DIRECTIONS —
A: From the article on the Gulf of Mexico below, return the part that opens with the words containing "Beaches along the" and closes with "by next year.", copied word for word.
B: According to the article on the Gulf of Mexico below, how many barrels of oil did the Deepwater Horizon blow-out spill?

EXCERPTED PASSAGE —
>> start

The Gulf of Mexico is not as clean as they say
The task of assessing the true toll of the Deepwater Horizon blow-out is only now starting, says Geoffrey Lean.
So is it now safe to go back into the Gulf of Mexico? A year after the Deepwater Horizon blow-out – which killed 11 workers and spilled 4.9 million barrels of oil – it might seem so.
Beaches along the coast look like they're back to their breathtaking normal, the ecologically sensitive Louisiana wetlands seem full of life again, and resorts are hoping that tourists will start flocking back. Only 0.4 per cent of American waters there are still closed to fishing – down from more than a third last summer – and prawn catches were actually nearly 10 per cent higher in January and February than at the same time last year.
Two weeks ago, the Obama administration gave the first go-ahead for a new deep water well since the disaster (it had already issued permits for six previously approved ones). The clean-up force has been cut from 52,000 to 6,000, and, two months ago, the head of the government's special claims fund said research he had commissioned showed that the area would have almost fully recovered by next year.
And yet we are still only near the beginning of the story – for oil spills, like other environmental emergencies, have a short acute phase, followed by a long chronic one. As so far at Fukushima, the acute phase has gone better than once seemed possible – but the long-term consequences remain unknown.
Mercifully, even miraculously, the Gulf has been spared the devastation that looked all too probable in the early weeks of the crisis, when the gushing oil seemed unstoppable, and the winds were blowing an ever-growing slick straight towards the wildlife-rich marshes of the Mississippi Delta. The winds changed just in time and – together with favourable currents and the flow of the great river itself – held the oil offshore long enough for it to dissipate: BP's spraying of 1.84 million gallons of dispersants also helped.

>> end

DATA LINES —

>> start

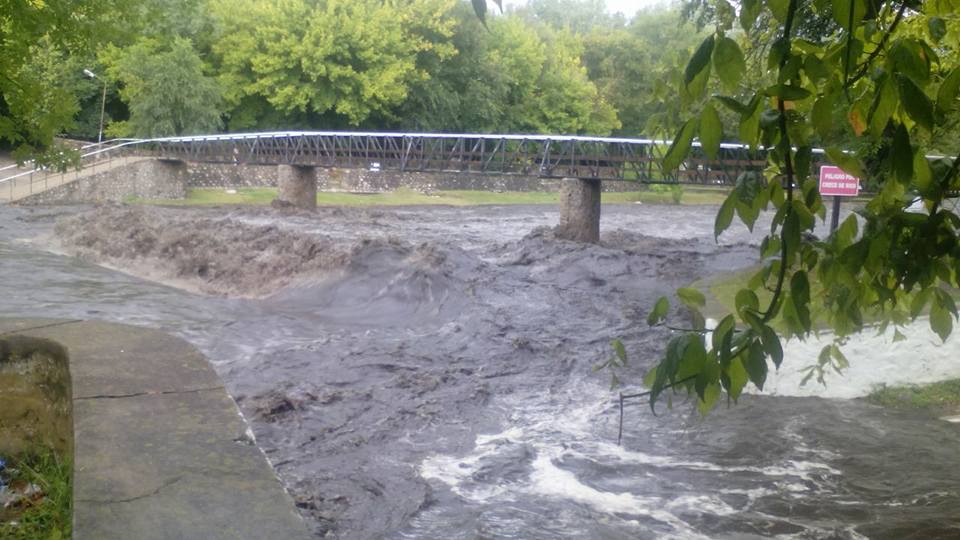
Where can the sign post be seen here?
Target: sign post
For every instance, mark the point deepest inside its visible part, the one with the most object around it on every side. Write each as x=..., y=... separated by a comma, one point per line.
x=834, y=182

>> end

RESULTS —
A:
Beaches along the coast look like they're back to their breathtaking normal, the ecologically sensitive Louisiana wetlands seem full of life again, and resorts are hoping that tourists will start flocking back. Only 0.4 per cent of American waters there are still closed to fishing – down from more than a third last summer – and prawn catches were actually nearly 10 per cent higher in January and February than at the same time last year.
Two weeks ago, the Obama administration gave the first go-ahead for a new deep water well since the disaster (it had already issued permits for six previously approved ones). The clean-up force has been cut from 52,000 to 6,000, and, two months ago, the head of the government's special claims fund said research he had commissioned showed that the area would have almost fully recovered by next year.

B: 4.9 million barrels